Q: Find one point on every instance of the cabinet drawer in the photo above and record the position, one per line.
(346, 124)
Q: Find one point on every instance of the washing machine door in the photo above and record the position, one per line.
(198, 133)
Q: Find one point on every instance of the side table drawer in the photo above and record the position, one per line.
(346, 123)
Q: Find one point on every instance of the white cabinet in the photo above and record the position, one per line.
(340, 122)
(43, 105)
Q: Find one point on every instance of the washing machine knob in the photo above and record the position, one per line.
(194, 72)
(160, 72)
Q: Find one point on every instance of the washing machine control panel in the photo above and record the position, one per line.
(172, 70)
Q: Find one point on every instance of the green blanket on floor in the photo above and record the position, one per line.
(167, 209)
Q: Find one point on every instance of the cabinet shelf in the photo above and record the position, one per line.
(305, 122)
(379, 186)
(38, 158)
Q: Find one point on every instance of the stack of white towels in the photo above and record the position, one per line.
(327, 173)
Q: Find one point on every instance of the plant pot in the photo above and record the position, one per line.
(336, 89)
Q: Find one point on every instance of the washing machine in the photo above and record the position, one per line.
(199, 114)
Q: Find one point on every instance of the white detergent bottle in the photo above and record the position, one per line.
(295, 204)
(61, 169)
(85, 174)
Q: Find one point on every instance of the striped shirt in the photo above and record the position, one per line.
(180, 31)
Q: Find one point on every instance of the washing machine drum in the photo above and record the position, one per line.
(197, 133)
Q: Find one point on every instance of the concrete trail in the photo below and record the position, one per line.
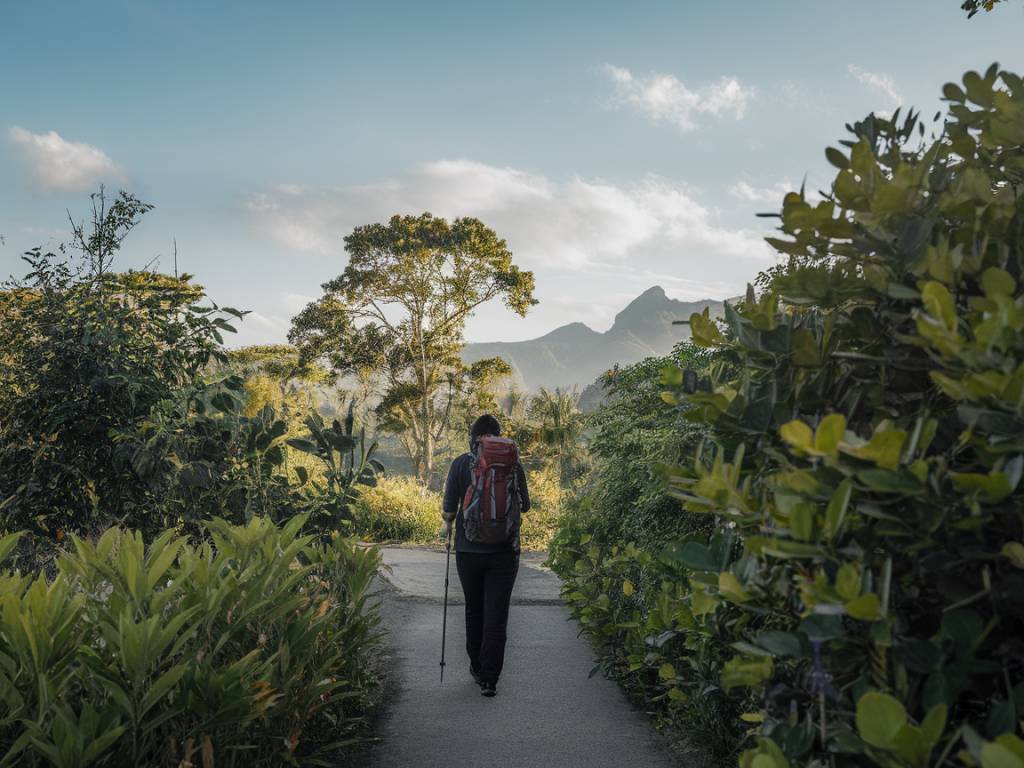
(547, 712)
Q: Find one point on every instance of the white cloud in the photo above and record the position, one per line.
(879, 81)
(590, 242)
(572, 224)
(57, 165)
(666, 98)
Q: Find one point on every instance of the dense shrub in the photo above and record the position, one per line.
(400, 509)
(629, 599)
(869, 454)
(546, 497)
(397, 509)
(248, 649)
(861, 460)
(85, 353)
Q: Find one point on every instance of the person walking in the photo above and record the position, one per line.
(484, 496)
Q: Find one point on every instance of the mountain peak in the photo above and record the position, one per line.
(577, 354)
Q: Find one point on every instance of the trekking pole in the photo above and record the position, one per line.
(448, 566)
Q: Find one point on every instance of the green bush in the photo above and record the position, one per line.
(630, 601)
(85, 353)
(397, 509)
(868, 453)
(546, 498)
(248, 649)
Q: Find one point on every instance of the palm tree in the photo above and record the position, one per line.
(560, 427)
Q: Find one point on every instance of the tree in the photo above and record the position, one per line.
(973, 6)
(559, 428)
(85, 354)
(399, 310)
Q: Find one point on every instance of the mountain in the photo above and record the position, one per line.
(576, 354)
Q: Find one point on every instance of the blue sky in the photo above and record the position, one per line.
(615, 145)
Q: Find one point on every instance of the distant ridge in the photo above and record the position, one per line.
(576, 354)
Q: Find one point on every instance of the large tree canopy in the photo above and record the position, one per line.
(398, 311)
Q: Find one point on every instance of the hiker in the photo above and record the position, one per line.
(484, 495)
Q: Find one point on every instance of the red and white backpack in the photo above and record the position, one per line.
(491, 507)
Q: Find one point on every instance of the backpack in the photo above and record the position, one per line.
(491, 506)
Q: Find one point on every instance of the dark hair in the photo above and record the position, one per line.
(485, 425)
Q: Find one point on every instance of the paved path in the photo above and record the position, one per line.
(547, 712)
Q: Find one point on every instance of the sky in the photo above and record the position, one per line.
(613, 145)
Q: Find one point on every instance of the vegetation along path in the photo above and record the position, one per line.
(548, 712)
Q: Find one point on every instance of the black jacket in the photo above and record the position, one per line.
(459, 479)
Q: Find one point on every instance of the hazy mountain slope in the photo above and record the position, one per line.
(576, 354)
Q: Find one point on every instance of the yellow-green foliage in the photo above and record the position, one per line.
(546, 496)
(397, 509)
(262, 390)
(400, 509)
(247, 649)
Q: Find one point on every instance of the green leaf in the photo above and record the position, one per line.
(991, 487)
(867, 607)
(886, 481)
(837, 158)
(880, 719)
(7, 544)
(780, 643)
(829, 433)
(1006, 752)
(935, 723)
(848, 581)
(691, 554)
(805, 349)
(1014, 551)
(739, 672)
(938, 302)
(836, 511)
(797, 434)
(730, 588)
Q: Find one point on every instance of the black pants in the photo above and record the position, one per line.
(486, 583)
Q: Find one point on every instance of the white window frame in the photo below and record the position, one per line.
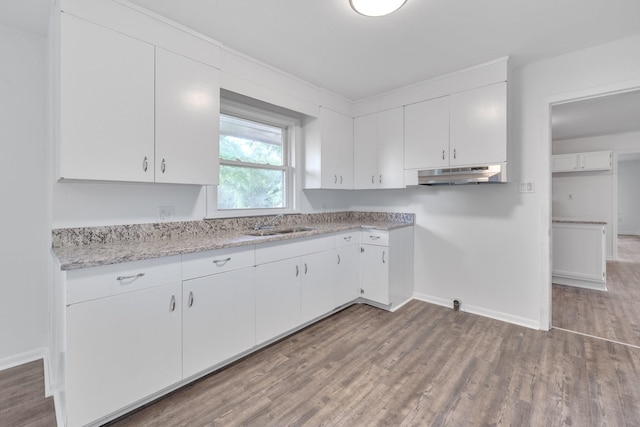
(292, 128)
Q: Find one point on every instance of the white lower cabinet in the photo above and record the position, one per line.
(121, 349)
(135, 329)
(218, 319)
(277, 298)
(317, 290)
(346, 281)
(386, 266)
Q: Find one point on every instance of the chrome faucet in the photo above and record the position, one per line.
(269, 223)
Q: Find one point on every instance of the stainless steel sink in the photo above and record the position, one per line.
(278, 231)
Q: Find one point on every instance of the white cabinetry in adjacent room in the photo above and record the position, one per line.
(219, 308)
(386, 266)
(329, 151)
(124, 329)
(582, 162)
(347, 271)
(378, 150)
(463, 129)
(130, 111)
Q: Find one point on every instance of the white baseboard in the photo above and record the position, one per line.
(26, 357)
(481, 311)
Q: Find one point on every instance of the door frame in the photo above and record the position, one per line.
(546, 309)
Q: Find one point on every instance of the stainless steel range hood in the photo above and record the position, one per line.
(489, 174)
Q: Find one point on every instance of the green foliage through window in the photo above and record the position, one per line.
(252, 165)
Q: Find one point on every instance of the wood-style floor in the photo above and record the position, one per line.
(613, 315)
(424, 365)
(22, 400)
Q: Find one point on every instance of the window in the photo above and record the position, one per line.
(254, 161)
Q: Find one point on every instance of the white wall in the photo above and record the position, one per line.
(25, 241)
(628, 197)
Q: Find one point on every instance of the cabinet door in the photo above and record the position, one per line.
(106, 104)
(426, 134)
(317, 289)
(218, 318)
(347, 274)
(337, 149)
(187, 120)
(365, 163)
(374, 273)
(564, 162)
(597, 160)
(121, 349)
(390, 152)
(277, 298)
(478, 126)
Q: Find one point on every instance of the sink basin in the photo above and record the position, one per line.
(278, 231)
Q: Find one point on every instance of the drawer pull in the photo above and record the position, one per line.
(135, 276)
(221, 262)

---------------

Stated task:
All records should be output exactly, with the pictures left out.

Written reply:
Q: Find one point on every instance of the cabinet drawer in the photo above and record the position, one per line.
(346, 124)
Q: Find one point on every instance of the washing machine door in the photo above and record the position, one per line.
(198, 133)
Q: Find one point on every instance of the side table drawer in the photo above and record the position, one per line.
(346, 123)
Q: Find one point on every instance of the white cabinet in the photo above and record the position, one per line.
(340, 122)
(43, 105)
Q: Find one point on every instance of the washing machine knob in the photo above and record the position, one per line.
(194, 72)
(160, 72)
Q: Find one point on every instance of the washing machine control panel in the photo above and record the position, one per line.
(172, 70)
Q: Find one point on every instance of the green blanket on floor in the photo above and record the position, one per line.
(167, 209)
Q: Find one point on every instance of the cabinet shelf in the photo above and record the position, one per line.
(305, 122)
(379, 186)
(38, 158)
Q: Find one point on every instance of the stack of white towels in the photo above and record the position, one per line.
(327, 173)
Q: Find one point on every instance of the plant pot in the photo above and record the position, one per line.
(336, 89)
Q: Find one point on every instance of the washing machine in the photo above and record the position, one per line.
(199, 114)
Q: Find one point on every instance of the white detergent bottle in the photo above and record the position, one per line.
(295, 204)
(61, 169)
(85, 174)
Q: Find one point on every instance of the striped shirt in the photo above and record the position, one per line.
(180, 31)
Q: Find one point on every instance of the washing machine drum in the photo above and record the position, one per line.
(197, 133)
Q: Find one point on every instance of the concrete trail in the photo below and record the position, one per line.
(547, 712)
Q: Find one point on every instance of the white cloud in the photo above and record the position, one per line.
(879, 81)
(590, 242)
(572, 224)
(57, 165)
(666, 98)
Q: Find one point on every instance of the dense shrub in the photo above and record the position, one per line.
(400, 509)
(629, 599)
(869, 454)
(546, 497)
(397, 509)
(248, 649)
(861, 460)
(85, 353)
Q: Find one point on every instance of the person walking in the photo above and record the position, one per line.
(484, 496)
Q: Find one point on every instance of the mountain peak in the photo above and record the position, one per line.
(577, 354)
Q: Find one point on every instance of the trekking pole in the photo above and record the position, one per line.
(448, 566)
Q: Find one point on every instance of the green bush in the photo above and record the position, one per line.
(630, 601)
(85, 353)
(397, 509)
(868, 453)
(546, 498)
(248, 649)
Q: Find one point on every instance of the palm tree in the photo above and record the position, one per line.
(560, 427)
Q: Find one point on every instance of the tree in the photo above and record the position, one per line.
(973, 6)
(559, 428)
(85, 354)
(399, 310)
Q: Find one point on every instance of the mountain in the photo above and record the position, one per line.
(576, 354)
Q: Find one point on every instance of the blue sky in the photo above and record the position, one per line.
(615, 145)
Q: Find one point on every instance of the distant ridge in the photo above and record the position, one per line.
(576, 354)
Q: Find one point on every instance of the large tree canopy in the photo above and record the position, one per line.
(398, 311)
Q: Find one point on every instance of the hiker in the photo above and record the position, one per line.
(484, 495)
Q: Find one point on every instance of the red and white backpack in the photo above and record the position, one per line.
(491, 507)
Q: Find one point on every instance of the backpack in the photo above and record the position, one per line.
(491, 506)
Q: Find one point on every instance of the dark hair in the photo above and record the position, one per line.
(485, 425)
Q: Find one point on every instance of the paved path in the photo above and record the position, one per line.
(547, 712)
Q: Find one point on every instance of the sky in the photo above and record the position, one per line.
(613, 145)
Q: Find one point on every instance of the vegetation along path in the photo above and record the position, one per line.
(548, 712)
Q: Find one point on every instance of the black jacket in the photo above and record the position, one per line.
(459, 479)
Q: Find one point on every instance of the hazy mountain slope in the photo above and record the position, one per line.
(576, 354)
Q: Find one point on every instance of the yellow-green foliage in the photo above and record the position, one per line.
(546, 496)
(397, 509)
(262, 390)
(400, 509)
(247, 649)
Q: Find one point on every instance of the green leaf in the photo above and record the position, one per line.
(991, 487)
(867, 607)
(886, 481)
(837, 158)
(880, 719)
(7, 544)
(780, 643)
(829, 433)
(1006, 752)
(935, 723)
(848, 581)
(691, 554)
(805, 349)
(1014, 551)
(739, 672)
(938, 302)
(836, 511)
(797, 434)
(730, 588)
Q: Find one point on every instance of the black pants in the photo above and record the position, one per line.
(486, 583)
Q: Find one point on every instance of the white window frame in the photo below and record the position, one per line.
(292, 128)
Q: Find one point on every instance of the white lower cabinet in the photo above and record the position, one per line.
(121, 349)
(135, 329)
(218, 319)
(277, 298)
(317, 290)
(346, 281)
(386, 266)
Q: Find one point on every instance of the chrome faucet in the photo above and record the position, one per line.
(269, 223)
Q: Find one point on every instance of the stainless steel sink in the photo above and record the position, one per line.
(278, 231)
Q: Find one point on every instance of the white cabinetry in adjacent room in the photo above and record the position, one per line.
(219, 308)
(386, 266)
(329, 151)
(124, 329)
(582, 162)
(347, 271)
(378, 150)
(463, 129)
(130, 111)
Q: Find one point on every instance of the white baseboard in the photo above and record the position, one per line.
(26, 357)
(481, 311)
Q: Find one point on every instance of the door frame in the photo above and record the position, one per line.
(546, 309)
Q: Find one point on every instance of the stainless steel range hood in the photo above and record the position, one per line.
(489, 174)
Q: Find one point on every instance of the green foliage through window in the photo above and record the position, one per line.
(252, 165)
Q: Find one point on every instance of the wood-style floor in the photo above and record the position, one per line.
(613, 315)
(424, 365)
(22, 400)
Q: Find one point on every instance of the window in the photo above and record the position, one per line.
(254, 161)
Q: Find one point on every instance of the white wall in the photo above and record the position, one per line.
(25, 241)
(628, 197)
Q: Find one point on every instance of the cabinet door in the photo above and record the position, one per line.
(106, 104)
(426, 134)
(317, 289)
(218, 318)
(347, 274)
(337, 149)
(187, 120)
(365, 163)
(374, 273)
(564, 162)
(597, 160)
(121, 349)
(390, 152)
(277, 298)
(478, 126)
Q: Find one point on every instance of the sink basin in the photo above and record the position, one per line.
(278, 231)
Q: Find one point on every instance of the drawer pull in the photo above and record the position, one per line.
(135, 276)
(221, 262)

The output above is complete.